Exercise brief >> Rewrite the rows below as a JSON list of strings, one string per line and no blank lines, covering only the span from the line that contains "Thanks for the photo. Could you please mark the man" through the last line of the rows, both ends included.

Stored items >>
****************

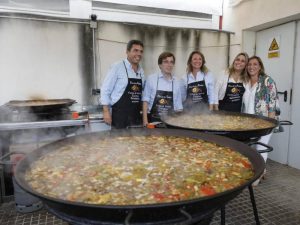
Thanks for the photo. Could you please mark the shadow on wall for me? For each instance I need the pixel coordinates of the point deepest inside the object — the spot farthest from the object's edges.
(180, 41)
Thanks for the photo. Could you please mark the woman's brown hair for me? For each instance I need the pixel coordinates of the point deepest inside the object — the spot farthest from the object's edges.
(244, 73)
(165, 55)
(262, 68)
(189, 68)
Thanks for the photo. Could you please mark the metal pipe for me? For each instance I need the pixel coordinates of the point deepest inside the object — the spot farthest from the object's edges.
(94, 60)
(43, 19)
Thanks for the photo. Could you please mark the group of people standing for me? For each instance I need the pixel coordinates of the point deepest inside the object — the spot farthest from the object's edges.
(125, 93)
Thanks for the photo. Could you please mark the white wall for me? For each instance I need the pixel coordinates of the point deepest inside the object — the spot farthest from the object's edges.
(112, 39)
(43, 59)
(253, 15)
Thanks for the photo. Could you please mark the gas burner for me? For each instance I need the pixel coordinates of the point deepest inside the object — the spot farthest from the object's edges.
(182, 218)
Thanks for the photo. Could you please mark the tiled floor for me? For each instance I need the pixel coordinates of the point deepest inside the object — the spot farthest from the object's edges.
(277, 198)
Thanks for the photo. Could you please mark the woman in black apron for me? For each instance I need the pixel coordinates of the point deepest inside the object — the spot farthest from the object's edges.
(126, 111)
(162, 104)
(162, 91)
(198, 83)
(230, 88)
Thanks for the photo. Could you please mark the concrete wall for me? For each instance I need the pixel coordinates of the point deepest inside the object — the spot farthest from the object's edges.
(251, 15)
(45, 59)
(112, 38)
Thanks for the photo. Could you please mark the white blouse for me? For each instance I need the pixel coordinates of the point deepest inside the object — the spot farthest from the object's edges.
(249, 98)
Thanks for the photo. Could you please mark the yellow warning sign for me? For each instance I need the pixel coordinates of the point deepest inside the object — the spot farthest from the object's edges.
(274, 45)
(273, 54)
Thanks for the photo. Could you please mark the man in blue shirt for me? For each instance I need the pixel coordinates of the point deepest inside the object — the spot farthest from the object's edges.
(122, 89)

****************

Solved exercise >>
[
  "Thanks for the photo. Could you please mark the man in blue shirt for me? For each instance I need the pixel coordinates of the point deepest inside the object — the spot farthest from the object's edges.",
  "(122, 89)"
]